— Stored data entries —
****************
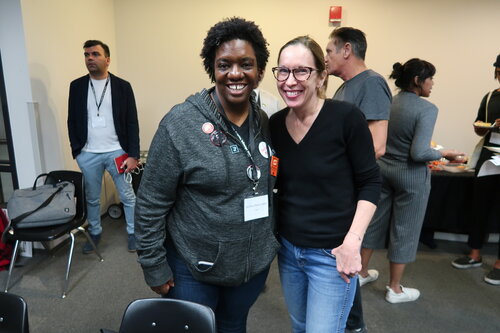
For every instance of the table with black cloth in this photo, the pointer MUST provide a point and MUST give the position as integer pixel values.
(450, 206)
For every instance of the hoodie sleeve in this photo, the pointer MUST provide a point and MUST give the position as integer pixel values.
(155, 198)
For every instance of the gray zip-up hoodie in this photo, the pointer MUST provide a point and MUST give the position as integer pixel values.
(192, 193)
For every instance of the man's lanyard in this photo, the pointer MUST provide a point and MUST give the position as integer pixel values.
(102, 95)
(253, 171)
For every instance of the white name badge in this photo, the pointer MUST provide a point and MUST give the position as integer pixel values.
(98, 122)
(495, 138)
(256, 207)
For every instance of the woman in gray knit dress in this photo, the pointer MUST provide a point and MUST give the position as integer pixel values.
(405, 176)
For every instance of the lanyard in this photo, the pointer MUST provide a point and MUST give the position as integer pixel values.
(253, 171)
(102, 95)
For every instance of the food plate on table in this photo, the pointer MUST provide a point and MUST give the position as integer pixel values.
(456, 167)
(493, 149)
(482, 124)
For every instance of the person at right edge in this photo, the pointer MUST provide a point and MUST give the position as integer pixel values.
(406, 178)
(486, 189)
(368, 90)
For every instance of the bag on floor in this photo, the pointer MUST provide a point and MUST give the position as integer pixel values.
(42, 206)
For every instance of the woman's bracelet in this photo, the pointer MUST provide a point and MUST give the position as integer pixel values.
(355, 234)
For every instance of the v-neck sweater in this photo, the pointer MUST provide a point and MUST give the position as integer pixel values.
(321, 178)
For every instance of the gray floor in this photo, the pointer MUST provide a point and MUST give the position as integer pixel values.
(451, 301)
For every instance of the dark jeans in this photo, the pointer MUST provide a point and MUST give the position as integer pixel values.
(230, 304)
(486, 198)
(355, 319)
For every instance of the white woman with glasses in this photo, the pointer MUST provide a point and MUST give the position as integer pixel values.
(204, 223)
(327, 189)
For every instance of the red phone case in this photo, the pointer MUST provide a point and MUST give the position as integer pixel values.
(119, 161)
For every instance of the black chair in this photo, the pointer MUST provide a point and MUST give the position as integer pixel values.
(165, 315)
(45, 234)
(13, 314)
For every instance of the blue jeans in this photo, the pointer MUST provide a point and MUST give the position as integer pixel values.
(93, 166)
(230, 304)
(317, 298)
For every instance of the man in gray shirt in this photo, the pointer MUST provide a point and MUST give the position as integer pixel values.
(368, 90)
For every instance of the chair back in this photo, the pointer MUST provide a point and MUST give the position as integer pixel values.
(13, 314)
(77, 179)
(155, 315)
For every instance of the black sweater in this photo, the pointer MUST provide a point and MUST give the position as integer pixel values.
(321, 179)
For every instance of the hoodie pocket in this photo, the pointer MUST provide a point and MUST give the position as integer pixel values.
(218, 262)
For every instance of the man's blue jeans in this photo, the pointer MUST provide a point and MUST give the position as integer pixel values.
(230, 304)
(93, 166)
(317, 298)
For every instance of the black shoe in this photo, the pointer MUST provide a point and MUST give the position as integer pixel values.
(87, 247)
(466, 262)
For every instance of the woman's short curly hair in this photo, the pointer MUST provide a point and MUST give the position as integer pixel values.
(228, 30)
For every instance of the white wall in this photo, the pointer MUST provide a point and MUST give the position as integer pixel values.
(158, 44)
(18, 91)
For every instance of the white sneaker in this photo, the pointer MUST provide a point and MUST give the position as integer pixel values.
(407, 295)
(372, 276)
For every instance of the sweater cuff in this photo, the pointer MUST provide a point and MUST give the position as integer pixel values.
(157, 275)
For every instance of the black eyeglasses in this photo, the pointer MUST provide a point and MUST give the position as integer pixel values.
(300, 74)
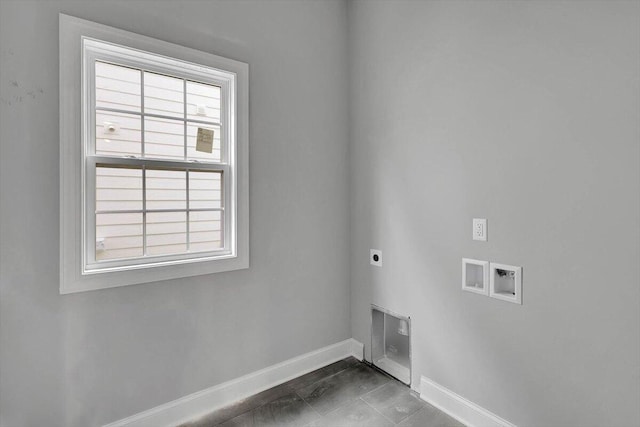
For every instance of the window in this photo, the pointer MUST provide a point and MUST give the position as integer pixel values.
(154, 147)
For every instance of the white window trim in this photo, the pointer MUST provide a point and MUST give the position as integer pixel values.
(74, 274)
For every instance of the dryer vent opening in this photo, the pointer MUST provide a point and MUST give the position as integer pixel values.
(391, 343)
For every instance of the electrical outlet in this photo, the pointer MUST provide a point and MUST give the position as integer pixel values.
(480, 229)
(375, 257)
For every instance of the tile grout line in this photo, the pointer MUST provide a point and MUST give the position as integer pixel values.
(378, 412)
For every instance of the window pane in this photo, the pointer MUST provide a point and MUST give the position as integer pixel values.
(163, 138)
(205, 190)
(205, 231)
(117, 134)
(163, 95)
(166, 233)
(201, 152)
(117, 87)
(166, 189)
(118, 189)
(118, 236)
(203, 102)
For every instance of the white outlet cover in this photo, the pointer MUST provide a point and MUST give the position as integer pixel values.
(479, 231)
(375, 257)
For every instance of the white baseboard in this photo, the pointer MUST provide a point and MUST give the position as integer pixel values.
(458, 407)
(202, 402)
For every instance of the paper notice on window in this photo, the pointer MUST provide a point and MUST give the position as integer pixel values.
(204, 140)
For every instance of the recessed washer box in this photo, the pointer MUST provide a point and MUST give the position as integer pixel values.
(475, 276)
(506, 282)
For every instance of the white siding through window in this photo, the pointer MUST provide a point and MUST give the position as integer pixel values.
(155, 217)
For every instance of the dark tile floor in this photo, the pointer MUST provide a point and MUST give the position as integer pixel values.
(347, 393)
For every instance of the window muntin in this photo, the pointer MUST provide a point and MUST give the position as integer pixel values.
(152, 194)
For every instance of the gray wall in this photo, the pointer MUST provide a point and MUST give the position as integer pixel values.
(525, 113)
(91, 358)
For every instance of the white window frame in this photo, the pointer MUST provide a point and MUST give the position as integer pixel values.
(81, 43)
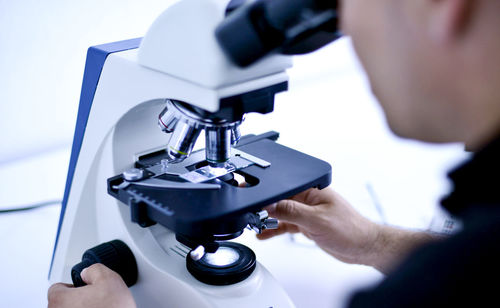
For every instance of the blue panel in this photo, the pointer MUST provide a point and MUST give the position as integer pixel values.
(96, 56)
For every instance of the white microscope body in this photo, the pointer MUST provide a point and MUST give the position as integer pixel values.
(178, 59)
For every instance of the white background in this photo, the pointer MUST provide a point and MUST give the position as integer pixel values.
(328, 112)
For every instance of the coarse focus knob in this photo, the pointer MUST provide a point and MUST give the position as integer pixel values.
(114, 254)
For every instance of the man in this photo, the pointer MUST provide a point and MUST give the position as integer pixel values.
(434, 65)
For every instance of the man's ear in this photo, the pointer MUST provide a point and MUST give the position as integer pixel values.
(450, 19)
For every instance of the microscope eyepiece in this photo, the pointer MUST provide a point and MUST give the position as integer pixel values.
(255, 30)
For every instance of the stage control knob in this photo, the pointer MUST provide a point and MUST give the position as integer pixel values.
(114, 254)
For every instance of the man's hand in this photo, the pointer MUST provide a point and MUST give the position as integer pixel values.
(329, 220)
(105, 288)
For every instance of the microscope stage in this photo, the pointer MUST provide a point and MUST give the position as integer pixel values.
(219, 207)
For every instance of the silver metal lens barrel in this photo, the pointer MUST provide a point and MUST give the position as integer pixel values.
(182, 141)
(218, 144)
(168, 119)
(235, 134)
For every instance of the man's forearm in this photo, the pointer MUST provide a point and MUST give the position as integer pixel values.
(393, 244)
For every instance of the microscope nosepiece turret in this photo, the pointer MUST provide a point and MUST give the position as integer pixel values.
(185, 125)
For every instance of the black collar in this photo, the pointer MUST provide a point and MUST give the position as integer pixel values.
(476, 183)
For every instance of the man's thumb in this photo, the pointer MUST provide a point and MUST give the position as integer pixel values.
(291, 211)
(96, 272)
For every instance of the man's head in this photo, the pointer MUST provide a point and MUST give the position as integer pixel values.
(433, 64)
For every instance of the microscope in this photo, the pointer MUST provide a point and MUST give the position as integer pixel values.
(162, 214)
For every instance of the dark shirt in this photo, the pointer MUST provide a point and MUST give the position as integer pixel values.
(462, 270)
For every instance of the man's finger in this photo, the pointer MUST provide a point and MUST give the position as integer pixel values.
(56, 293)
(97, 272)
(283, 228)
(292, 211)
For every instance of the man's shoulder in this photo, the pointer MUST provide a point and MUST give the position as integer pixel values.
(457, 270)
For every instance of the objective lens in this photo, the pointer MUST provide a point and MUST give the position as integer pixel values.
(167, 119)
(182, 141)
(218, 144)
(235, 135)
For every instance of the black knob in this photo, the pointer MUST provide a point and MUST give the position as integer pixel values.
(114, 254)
****************
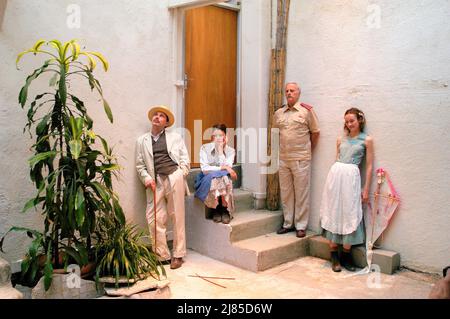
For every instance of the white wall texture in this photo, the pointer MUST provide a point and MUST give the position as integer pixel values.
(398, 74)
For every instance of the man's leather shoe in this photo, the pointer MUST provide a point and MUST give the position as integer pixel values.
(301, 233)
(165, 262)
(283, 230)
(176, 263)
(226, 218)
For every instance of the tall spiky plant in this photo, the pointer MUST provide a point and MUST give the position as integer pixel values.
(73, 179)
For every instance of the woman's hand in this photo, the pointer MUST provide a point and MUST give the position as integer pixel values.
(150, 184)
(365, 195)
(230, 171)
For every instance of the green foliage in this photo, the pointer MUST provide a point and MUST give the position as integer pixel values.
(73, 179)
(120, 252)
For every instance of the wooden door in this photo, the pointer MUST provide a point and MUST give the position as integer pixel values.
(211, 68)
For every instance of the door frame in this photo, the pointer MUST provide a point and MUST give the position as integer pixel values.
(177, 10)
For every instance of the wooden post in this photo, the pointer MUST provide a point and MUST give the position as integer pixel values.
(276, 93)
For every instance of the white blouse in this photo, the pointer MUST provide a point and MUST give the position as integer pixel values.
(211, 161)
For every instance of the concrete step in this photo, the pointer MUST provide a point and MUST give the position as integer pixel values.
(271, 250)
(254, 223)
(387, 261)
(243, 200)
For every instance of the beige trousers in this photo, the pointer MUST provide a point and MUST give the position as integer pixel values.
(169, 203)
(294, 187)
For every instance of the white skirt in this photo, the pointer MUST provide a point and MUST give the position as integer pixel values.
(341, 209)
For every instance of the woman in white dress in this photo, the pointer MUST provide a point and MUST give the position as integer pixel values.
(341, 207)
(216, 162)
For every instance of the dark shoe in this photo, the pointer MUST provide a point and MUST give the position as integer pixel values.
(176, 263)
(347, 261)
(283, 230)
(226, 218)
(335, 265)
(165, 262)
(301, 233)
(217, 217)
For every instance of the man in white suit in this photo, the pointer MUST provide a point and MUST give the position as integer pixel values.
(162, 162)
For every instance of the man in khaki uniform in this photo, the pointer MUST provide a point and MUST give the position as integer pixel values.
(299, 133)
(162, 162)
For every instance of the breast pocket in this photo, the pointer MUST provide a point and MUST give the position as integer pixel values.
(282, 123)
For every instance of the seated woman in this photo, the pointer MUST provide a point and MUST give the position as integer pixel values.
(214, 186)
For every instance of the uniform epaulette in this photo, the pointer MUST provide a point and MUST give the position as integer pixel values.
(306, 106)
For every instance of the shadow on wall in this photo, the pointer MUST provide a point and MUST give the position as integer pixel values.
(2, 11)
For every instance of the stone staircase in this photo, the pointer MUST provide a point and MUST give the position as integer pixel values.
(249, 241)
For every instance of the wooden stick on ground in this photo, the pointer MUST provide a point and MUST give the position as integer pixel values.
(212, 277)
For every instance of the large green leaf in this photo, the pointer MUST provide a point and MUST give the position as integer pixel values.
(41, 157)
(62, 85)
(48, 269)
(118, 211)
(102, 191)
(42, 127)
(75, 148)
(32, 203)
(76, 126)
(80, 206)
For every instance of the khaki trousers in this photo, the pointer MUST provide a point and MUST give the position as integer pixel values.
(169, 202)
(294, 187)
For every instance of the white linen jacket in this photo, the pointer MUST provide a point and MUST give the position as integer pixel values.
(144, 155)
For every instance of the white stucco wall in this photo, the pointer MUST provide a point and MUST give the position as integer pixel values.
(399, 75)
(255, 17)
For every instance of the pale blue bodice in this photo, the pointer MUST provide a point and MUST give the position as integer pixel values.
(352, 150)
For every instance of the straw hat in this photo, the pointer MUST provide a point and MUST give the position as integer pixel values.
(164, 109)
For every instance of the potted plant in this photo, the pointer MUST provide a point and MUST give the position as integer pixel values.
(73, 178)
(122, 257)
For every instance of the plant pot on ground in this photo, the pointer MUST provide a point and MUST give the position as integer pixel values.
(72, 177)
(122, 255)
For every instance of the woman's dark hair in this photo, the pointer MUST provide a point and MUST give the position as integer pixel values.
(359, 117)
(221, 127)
****************
— Problem to solve —
Report how many lines of the records above contain the word "gray", with case counting, and give only the number.

— Result for this exercise —
5